[Collected data entries]
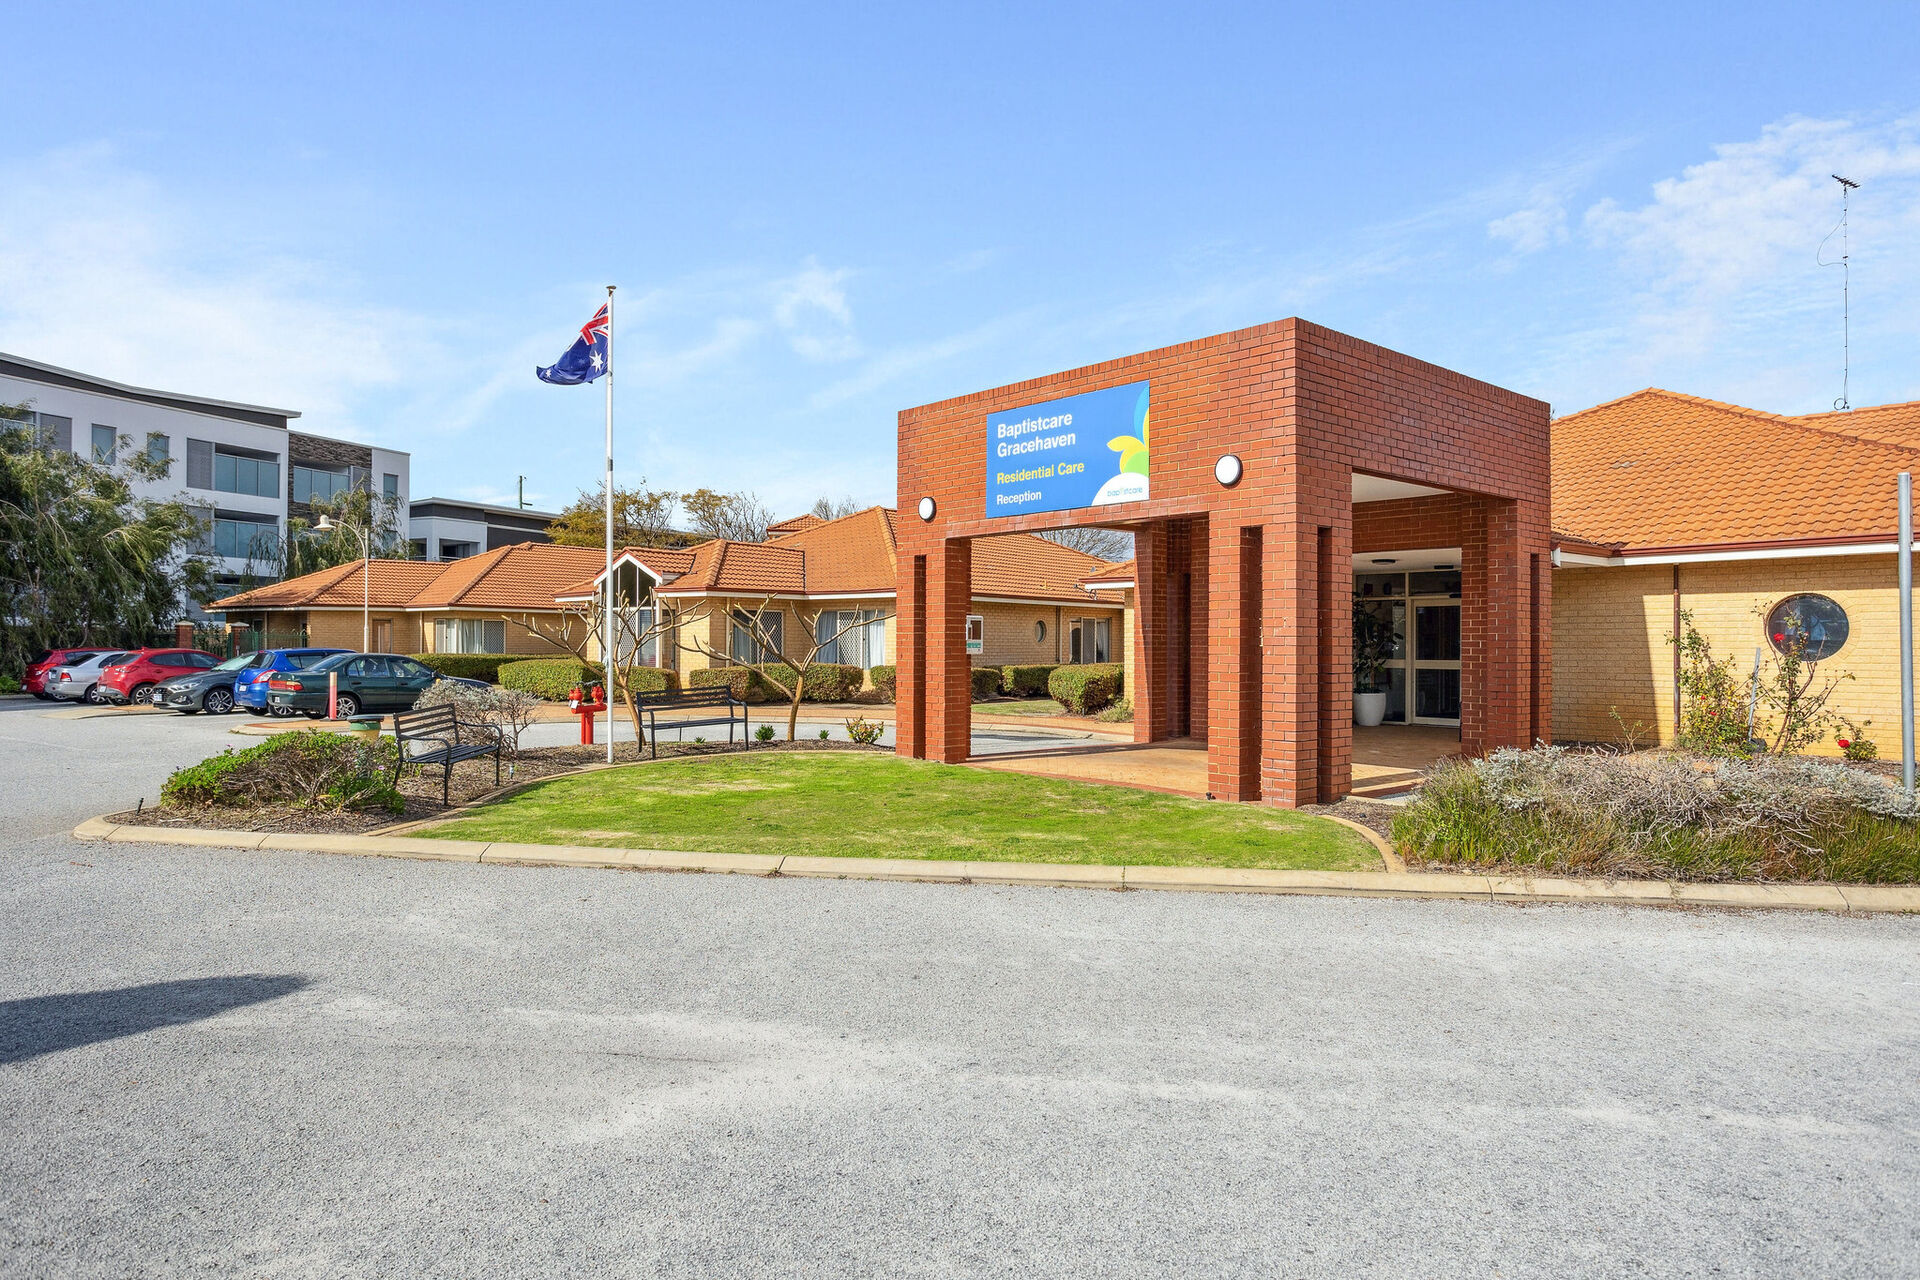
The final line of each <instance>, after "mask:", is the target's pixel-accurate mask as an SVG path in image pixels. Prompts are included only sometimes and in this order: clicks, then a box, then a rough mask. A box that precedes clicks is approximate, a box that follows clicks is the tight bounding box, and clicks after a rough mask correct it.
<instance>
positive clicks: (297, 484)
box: [294, 462, 353, 503]
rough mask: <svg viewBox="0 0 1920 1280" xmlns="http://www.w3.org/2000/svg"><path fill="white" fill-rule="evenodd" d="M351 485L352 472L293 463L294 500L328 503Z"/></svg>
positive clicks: (345, 490)
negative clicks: (293, 468) (293, 467)
mask: <svg viewBox="0 0 1920 1280" xmlns="http://www.w3.org/2000/svg"><path fill="white" fill-rule="evenodd" d="M351 487H353V474H351V472H344V470H332V468H326V466H300V464H298V462H296V464H294V501H296V503H330V501H334V499H336V497H338V495H342V493H346V491H348V489H351Z"/></svg>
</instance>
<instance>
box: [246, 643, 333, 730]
mask: <svg viewBox="0 0 1920 1280" xmlns="http://www.w3.org/2000/svg"><path fill="white" fill-rule="evenodd" d="M336 652H353V651H351V649H261V651H259V656H263V658H267V662H265V666H253V668H248V670H244V672H240V676H236V677H234V702H238V704H240V706H244V708H248V710H255V712H273V714H275V716H292V714H294V708H290V706H288V708H284V710H275V708H273V706H271V704H269V702H267V681H269V679H271V677H273V676H275V674H276V672H303V670H307V668H309V666H313V664H315V662H319V660H321V658H332V656H334V654H336Z"/></svg>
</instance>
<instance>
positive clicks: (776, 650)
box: [728, 608, 787, 662]
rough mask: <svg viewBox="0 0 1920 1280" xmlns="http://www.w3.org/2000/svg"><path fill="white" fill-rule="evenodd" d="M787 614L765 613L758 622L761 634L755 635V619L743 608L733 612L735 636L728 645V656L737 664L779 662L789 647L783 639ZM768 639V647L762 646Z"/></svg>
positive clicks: (762, 614) (761, 614)
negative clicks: (778, 660)
mask: <svg viewBox="0 0 1920 1280" xmlns="http://www.w3.org/2000/svg"><path fill="white" fill-rule="evenodd" d="M785 620H787V616H785V614H778V612H764V614H760V620H758V629H760V633H758V635H755V618H753V614H749V612H747V610H743V608H735V610H733V635H732V637H730V643H728V656H730V658H733V660H735V662H778V660H780V654H781V652H785V649H787V645H785V639H783V637H781V624H783V622H785ZM760 637H766V641H768V643H766V645H760Z"/></svg>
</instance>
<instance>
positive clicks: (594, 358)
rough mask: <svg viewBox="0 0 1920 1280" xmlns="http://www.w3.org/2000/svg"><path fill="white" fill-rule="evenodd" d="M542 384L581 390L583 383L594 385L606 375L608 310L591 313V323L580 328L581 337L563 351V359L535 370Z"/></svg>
mask: <svg viewBox="0 0 1920 1280" xmlns="http://www.w3.org/2000/svg"><path fill="white" fill-rule="evenodd" d="M534 372H536V374H540V380H541V382H557V384H561V386H580V384H582V382H593V380H595V378H599V376H601V374H605V372H607V307H601V309H599V311H595V313H593V319H591V320H588V322H586V324H582V326H580V336H578V338H574V345H570V347H566V355H563V357H561V359H557V361H553V363H551V365H547V367H545V368H540V367H536V368H534Z"/></svg>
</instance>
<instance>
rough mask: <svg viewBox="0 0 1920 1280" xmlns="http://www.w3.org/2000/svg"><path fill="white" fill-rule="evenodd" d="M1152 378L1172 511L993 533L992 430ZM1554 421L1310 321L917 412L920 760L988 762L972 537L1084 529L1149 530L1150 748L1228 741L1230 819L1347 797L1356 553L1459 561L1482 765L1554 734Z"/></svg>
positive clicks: (1210, 759) (1465, 728)
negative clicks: (1230, 476)
mask: <svg viewBox="0 0 1920 1280" xmlns="http://www.w3.org/2000/svg"><path fill="white" fill-rule="evenodd" d="M1140 380H1148V382H1150V384H1152V461H1150V482H1152V491H1150V497H1146V499H1140V501H1131V503H1121V505H1114V507H1098V509H1075V510H1066V512H1039V514H1023V516H1000V518H989V516H987V512H985V470H987V468H985V459H987V415H989V413H998V411H1008V409H1016V407H1021V405H1031V403H1035V401H1050V399H1058V397H1066V395H1077V393H1081V391H1096V390H1102V388H1112V386H1121V384H1131V382H1140ZM1548 416H1549V415H1548V405H1544V403H1542V401H1536V399H1528V397H1524V395H1517V393H1513V391H1505V390H1501V388H1496V386H1490V384H1486V382H1476V380H1473V378H1467V376H1461V374H1455V372H1452V370H1446V368H1438V367H1434V365H1427V363H1421V361H1415V359H1409V357H1405V355H1400V353H1396V351H1388V349H1384V347H1377V345H1373V344H1367V342H1359V340H1357V338H1348V336H1346V334H1338V332H1332V330H1329V328H1321V326H1317V324H1309V322H1306V320H1300V319H1288V320H1279V322H1273V324H1261V326H1258V328H1246V330H1238V332H1233V334H1219V336H1215V338H1202V340H1198V342H1188V344H1181V345H1175V347H1164V349H1160V351H1146V353H1142V355H1129V357H1125V359H1116V361H1106V363H1102V365H1091V367H1087V368H1073V370H1068V372H1060V374H1050V376H1046V378H1035V380H1029V382H1018V384H1012V386H1004V388H995V390H991V391H977V393H973V395H962V397H958V399H948V401H941V403H937V405H924V407H920V409H906V411H902V413H900V416H899V478H900V520H899V551H900V581H899V610H900V612H899V643H897V666H899V725H897V737H899V750H900V754H908V756H918V758H931V760H945V762H960V760H966V756H968V739H970V704H972V693H970V681H968V654H966V635H964V631H966V612H968V601H970V599H972V547H970V539H973V537H979V535H985V533H1006V532H1014V530H1048V528H1066V526H1079V524H1100V526H1112V528H1127V530H1131V532H1133V533H1135V549H1137V585H1135V608H1137V622H1135V626H1133V628H1131V631H1133V637H1131V643H1133V645H1135V651H1133V662H1135V681H1133V687H1131V689H1129V691H1127V695H1129V697H1131V699H1133V716H1135V720H1133V725H1135V741H1139V743H1152V741H1160V739H1169V737H1196V739H1206V745H1208V785H1210V791H1212V794H1215V796H1217V798H1221V800H1267V802H1271V804H1283V806H1300V804H1311V802H1331V800H1336V798H1338V796H1342V794H1346V793H1348V789H1350V781H1352V737H1354V729H1352V687H1354V683H1352V589H1354V555H1356V553H1359V555H1363V553H1367V551H1384V549H1407V547H1448V549H1453V547H1457V549H1459V570H1461V652H1459V660H1461V662H1459V664H1461V677H1459V685H1461V748H1463V750H1465V752H1469V754H1482V752H1486V750H1490V748H1494V747H1501V745H1517V747H1524V745H1528V743H1532V741H1534V739H1549V737H1551V725H1549V720H1548V718H1549V706H1551V691H1549V679H1551V677H1549V672H1551V660H1549V652H1548V637H1549V635H1551V618H1549V608H1551V604H1549V597H1551V585H1549V583H1551V574H1549V530H1548V484H1549V472H1548ZM1223 455H1235V457H1238V459H1240V462H1242V468H1244V474H1242V478H1240V480H1238V482H1236V484H1233V486H1225V484H1221V482H1219V480H1217V478H1215V462H1217V461H1219V459H1221V457H1223ZM922 499H933V505H931V507H933V514H931V518H922V516H920V512H918V509H920V505H922Z"/></svg>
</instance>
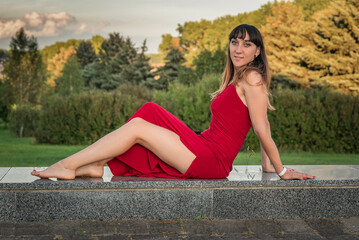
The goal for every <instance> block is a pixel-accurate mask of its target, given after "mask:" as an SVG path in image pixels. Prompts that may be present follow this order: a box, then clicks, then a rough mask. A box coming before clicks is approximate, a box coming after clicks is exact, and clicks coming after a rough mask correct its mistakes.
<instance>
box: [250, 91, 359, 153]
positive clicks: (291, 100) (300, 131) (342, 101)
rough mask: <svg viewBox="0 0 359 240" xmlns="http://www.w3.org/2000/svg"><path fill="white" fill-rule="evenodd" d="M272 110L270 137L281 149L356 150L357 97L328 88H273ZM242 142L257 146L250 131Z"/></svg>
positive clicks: (344, 150)
mask: <svg viewBox="0 0 359 240" xmlns="http://www.w3.org/2000/svg"><path fill="white" fill-rule="evenodd" d="M273 105H274V106H275V107H276V109H277V110H276V111H269V112H268V119H269V121H270V123H271V133H272V138H273V139H274V141H275V142H276V144H277V146H278V147H279V148H280V149H281V150H286V151H288V150H289V151H310V152H347V153H357V152H359V142H358V141H357V136H359V97H357V96H356V97H355V96H348V95H343V94H340V93H335V92H331V91H329V90H325V89H324V90H319V89H308V90H289V89H284V90H280V91H274V92H273ZM246 145H249V146H251V147H252V148H254V149H256V150H258V149H259V143H258V140H257V139H256V137H255V135H254V133H253V132H250V134H249V135H248V137H247V139H246Z"/></svg>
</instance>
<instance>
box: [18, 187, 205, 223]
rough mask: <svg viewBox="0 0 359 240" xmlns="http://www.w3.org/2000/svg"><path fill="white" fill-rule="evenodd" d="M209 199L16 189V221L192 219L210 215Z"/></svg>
mask: <svg viewBox="0 0 359 240" xmlns="http://www.w3.org/2000/svg"><path fill="white" fill-rule="evenodd" d="M210 198H211V192H210V191H207V190H195V191H186V192H185V193H184V192H183V191H179V190H174V191H168V190H167V191H166V190H148V191H58V192H19V193H17V202H16V207H17V209H22V211H21V214H20V215H18V214H17V215H16V220H17V221H46V220H62V219H67V220H76V219H88V220H91V219H107V220H111V219H113V220H114V219H159V218H164V217H166V218H176V216H179V215H181V216H182V218H189V219H194V218H195V217H197V216H199V215H200V214H202V215H206V216H209V215H210V214H211V202H210V201H208V199H210Z"/></svg>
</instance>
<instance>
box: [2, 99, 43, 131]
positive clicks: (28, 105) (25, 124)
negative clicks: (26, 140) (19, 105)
mask: <svg viewBox="0 0 359 240" xmlns="http://www.w3.org/2000/svg"><path fill="white" fill-rule="evenodd" d="M38 119H39V110H38V108H36V106H34V105H31V104H26V105H23V106H14V107H13V108H12V109H11V112H10V115H9V127H10V131H11V132H12V133H13V134H15V135H16V136H18V137H32V136H34V134H35V129H36V123H37V121H38Z"/></svg>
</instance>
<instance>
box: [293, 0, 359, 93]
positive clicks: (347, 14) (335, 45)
mask: <svg viewBox="0 0 359 240" xmlns="http://www.w3.org/2000/svg"><path fill="white" fill-rule="evenodd" d="M358 12H359V2H358V1H356V0H345V1H333V2H331V4H330V6H329V7H328V8H326V9H324V10H322V11H319V12H317V13H316V14H315V15H313V17H312V19H313V21H314V23H313V24H312V25H311V26H310V28H309V31H310V34H309V35H308V39H309V41H310V44H308V45H306V46H303V47H302V48H301V49H300V58H301V64H302V65H303V66H305V67H306V68H307V69H308V80H309V81H310V83H311V84H313V85H320V86H322V85H327V86H329V87H330V88H333V89H337V90H339V91H343V92H347V93H350V92H351V93H354V94H359V65H358V59H359V51H358V49H359V28H358V26H359V17H358Z"/></svg>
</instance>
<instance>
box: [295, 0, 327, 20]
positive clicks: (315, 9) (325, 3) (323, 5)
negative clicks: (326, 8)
mask: <svg viewBox="0 0 359 240" xmlns="http://www.w3.org/2000/svg"><path fill="white" fill-rule="evenodd" d="M331 1H332V0H294V3H295V4H296V5H297V6H299V7H301V8H302V13H303V15H304V19H305V20H310V19H311V17H312V15H313V14H314V13H315V12H318V11H320V10H322V9H324V8H327V7H328V6H329V4H330V2H331Z"/></svg>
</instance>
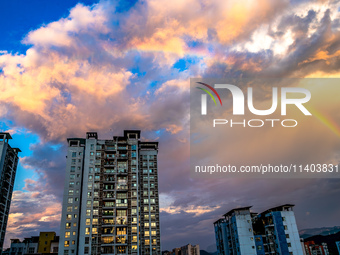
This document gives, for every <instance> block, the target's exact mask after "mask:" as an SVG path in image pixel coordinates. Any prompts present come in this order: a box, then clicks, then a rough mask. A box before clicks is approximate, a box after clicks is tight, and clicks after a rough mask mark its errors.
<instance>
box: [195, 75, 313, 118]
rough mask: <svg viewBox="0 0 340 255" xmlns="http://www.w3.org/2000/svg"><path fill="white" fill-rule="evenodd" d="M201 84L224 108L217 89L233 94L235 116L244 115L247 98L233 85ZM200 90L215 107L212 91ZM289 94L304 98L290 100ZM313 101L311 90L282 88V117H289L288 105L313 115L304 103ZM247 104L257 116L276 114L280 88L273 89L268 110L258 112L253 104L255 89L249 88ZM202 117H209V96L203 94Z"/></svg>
mask: <svg viewBox="0 0 340 255" xmlns="http://www.w3.org/2000/svg"><path fill="white" fill-rule="evenodd" d="M197 83H199V84H202V85H204V86H206V87H208V88H209V89H211V90H212V91H213V92H214V93H215V95H216V96H217V97H218V99H219V100H220V103H221V106H222V100H221V98H220V96H219V94H218V93H217V91H216V90H215V89H228V90H229V91H230V92H231V95H232V98H233V115H244V112H245V110H244V108H245V107H244V106H245V103H244V102H245V96H244V93H243V91H242V90H241V89H240V88H239V87H237V86H235V85H231V84H215V85H214V87H215V88H213V87H212V86H210V85H208V84H206V83H203V82H197ZM197 88H198V89H201V90H203V91H205V92H206V93H207V94H208V95H210V97H211V98H212V99H213V101H214V103H215V105H217V104H216V100H215V98H214V96H213V95H212V94H211V92H210V91H208V90H206V89H203V88H200V87H197ZM288 93H300V94H303V95H304V97H303V98H288V96H287V95H288ZM310 99H311V93H310V91H309V90H307V89H304V88H293V87H291V88H289V87H288V88H281V115H287V105H289V104H291V105H295V106H296V107H297V108H298V109H299V110H300V111H301V112H302V113H303V114H304V115H312V114H311V113H310V112H309V111H308V110H307V109H306V108H305V107H304V106H303V104H304V103H307V102H308V101H309V100H310ZM247 102H248V109H249V111H250V112H251V113H253V114H255V115H261V116H264V115H270V114H272V113H274V112H275V111H276V109H277V106H278V88H276V87H273V89H272V105H271V107H270V108H269V109H266V110H258V109H256V108H255V107H254V103H253V88H251V87H249V88H248V90H247ZM201 115H207V95H206V94H202V96H201Z"/></svg>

• ACTION ITEM: Beginning at the line above that contains "box: [246, 643, 333, 730]", return each line exactly through the line that contains "positive clicks: (594, 358)", and no others.

• WRITTEN SOLUTION:
box: [246, 643, 333, 730]
mask: <svg viewBox="0 0 1920 1280" xmlns="http://www.w3.org/2000/svg"><path fill="white" fill-rule="evenodd" d="M336 652H353V651H351V649H261V651H259V656H263V658H267V662H265V666H253V668H248V670H244V672H240V676H236V677H234V702H238V704H240V706H244V708H248V710H255V712H273V714H275V716H292V714H294V708H290V706H288V708H284V710H275V708H273V706H271V704H269V702H267V681H269V679H271V677H273V676H275V674H276V672H303V670H307V668H309V666H313V664H315V662H319V660H321V658H332V656H334V654H336Z"/></svg>
</instance>
<instance>
positive clicks: (776, 650)
box: [728, 608, 787, 662]
rough mask: <svg viewBox="0 0 1920 1280" xmlns="http://www.w3.org/2000/svg"><path fill="white" fill-rule="evenodd" d="M787 614L765 613L758 622L761 634L755 635V619L743 608L733 612L735 636L728 645V656L737 664L779 662L789 647L783 639ZM768 639V647L762 646Z"/></svg>
positive clicks: (762, 614) (761, 614)
negative clicks: (778, 660)
mask: <svg viewBox="0 0 1920 1280" xmlns="http://www.w3.org/2000/svg"><path fill="white" fill-rule="evenodd" d="M785 620H787V616H785V614H778V612H764V614H760V620H758V629H760V633H758V635H755V618H753V614H749V612H747V610H743V608H735V610H733V635H732V637H730V643H728V656H730V658H733V660H735V662H778V660H780V654H781V652H785V649H787V645H785V639H783V637H781V624H783V622H785ZM760 637H766V641H768V643H766V645H760Z"/></svg>
</instance>
<instance>
positive clicks: (594, 358)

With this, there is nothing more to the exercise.